Dans le texte sur la crise syrienne ci-dessous, relevez toutes les minorités dont le régime syrien joue sur les peurs.

__Texte à lire__.
--
En effet, consentir aux réformes reviendrait à passer la main et ceux qui y perdraient sont plus nombreux que les quelques dizaines de militaires, de membres de la famille du président Bachar Al-Assad et de membres du clan alaouite qui tiennent le régime. Ainsi, la holding d'investissement de plusieurs centaines de millions de dollars créée en 2007 par Rami Makhlouf, cousin germain du président, rassemble plus de soixante-dix jeunes hommes d'affaires qui prospèrent à l'ombre du régime.
On constate par ailleurs que le président Bachar Al-Assad ne veut ou ne peut contenir la violence de ses services. Les quelques mesures cosmétiques prises à ce jour ne sont que tactiques, et destinées à répondre aux pressions occidentales.
Quelqu'un est-il, alors, prêt à céder au sein du régime ? Peut-on imaginer une rupture au sein du groupe dirigeant, principalement composé de militaires de la famille du président ? Un éclatement de l'armée et des forces sécuritaires est-il concevable ? Si les unités militaires les plus proches du pouvoir, qui sont aussi les plus armées, sont à quelque 70 % composées d'Alaouites, y compris dans la troupe, il n'en va pas de même dans les unités plus marginales, constituées d'appelés, où les sunnites sont les plus nombreux. En d'autres termes, il y a en Syrie des forces de sécurité à deux vitesses, et une rupture au sein du commandement militaire signifierait plutôt que certains jugent que leur contrôle est en danger et qu'il convient de durcir la réaction pour reprendre en main un pouvoir qui vacille.
Enfin, on ne sache pas que le président Al-Assad ait réussi à attirer des interlocuteurs permettant d'ouvrir un dialogue national.
Pour finir, il est important de tenir compte des réactions des pays voisins, ou des répercussions que la crise syrienne peut avoir sur eux. Je citerai particulièrement l'Iran, allié privilégié de la Syrie mais qui est actuellement en danger, ainsi que la Turquie, dont les intérêts en Syrie sont si puissants qu'elle ne peut rester neutre et qui fait déjà fortement pression sur le régime. D'autre part, au Liban, les forces politiques auraient dû trouver dans la paralysie syrienne une opportunité inégalée d'engager un dialogue intérieur. Malheureusement, le cheikh Nasrallah, responsable du Hezbollah, a commis l'erreur majeure de jeter de l'huile sur le feu, et la coalition du 14-Mars, en durcissant le ton, ne facilite pas la construction d'une politique libanaise indépendante en cette période exceptionnelle.
Je pense, comme Mme Elisabeth Picard, que la révolte en cours en Syrie n'est pas un mouvement communautaire ou structuré par un parti politique mais un mouvement citoyen : une vague de fond, partie de Tunisie, avance. Mais, à la différence de ce qui vaut en Tunisie, en Égypte et en Libye, sociétés homogènes, les pays situés à l'Est de Suez - Syrie, Bahreïn, Yémen - connaissent des lignes de fracture communautaires, et les régimes concernés ont intérêt à instrumentaliser cette situation en se posant en garants de l'unité nationale, de la stabilité et de la sécurité des communautés. C'est ainsi que le régime syrien joue sur les peurs des minorités kurde, chrétienne et alaouite.
--
(Entrées d'un jeu de données de pointage)
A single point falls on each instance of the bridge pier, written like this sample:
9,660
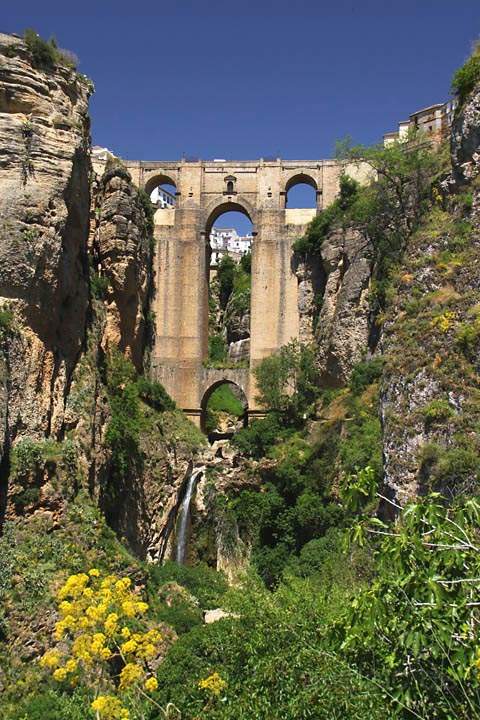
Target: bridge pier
204,191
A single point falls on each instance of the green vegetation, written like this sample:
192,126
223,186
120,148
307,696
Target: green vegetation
99,285
217,350
222,401
300,500
6,321
332,216
229,301
126,390
46,54
386,211
466,77
287,381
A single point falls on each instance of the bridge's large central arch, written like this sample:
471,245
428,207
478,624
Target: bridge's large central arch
203,191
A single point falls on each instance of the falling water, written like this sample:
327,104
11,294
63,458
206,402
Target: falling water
183,515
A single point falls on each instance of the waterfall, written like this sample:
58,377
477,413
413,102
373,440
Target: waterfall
--
__Réponse attendue__.
Kurde, chrétienne et alaouite.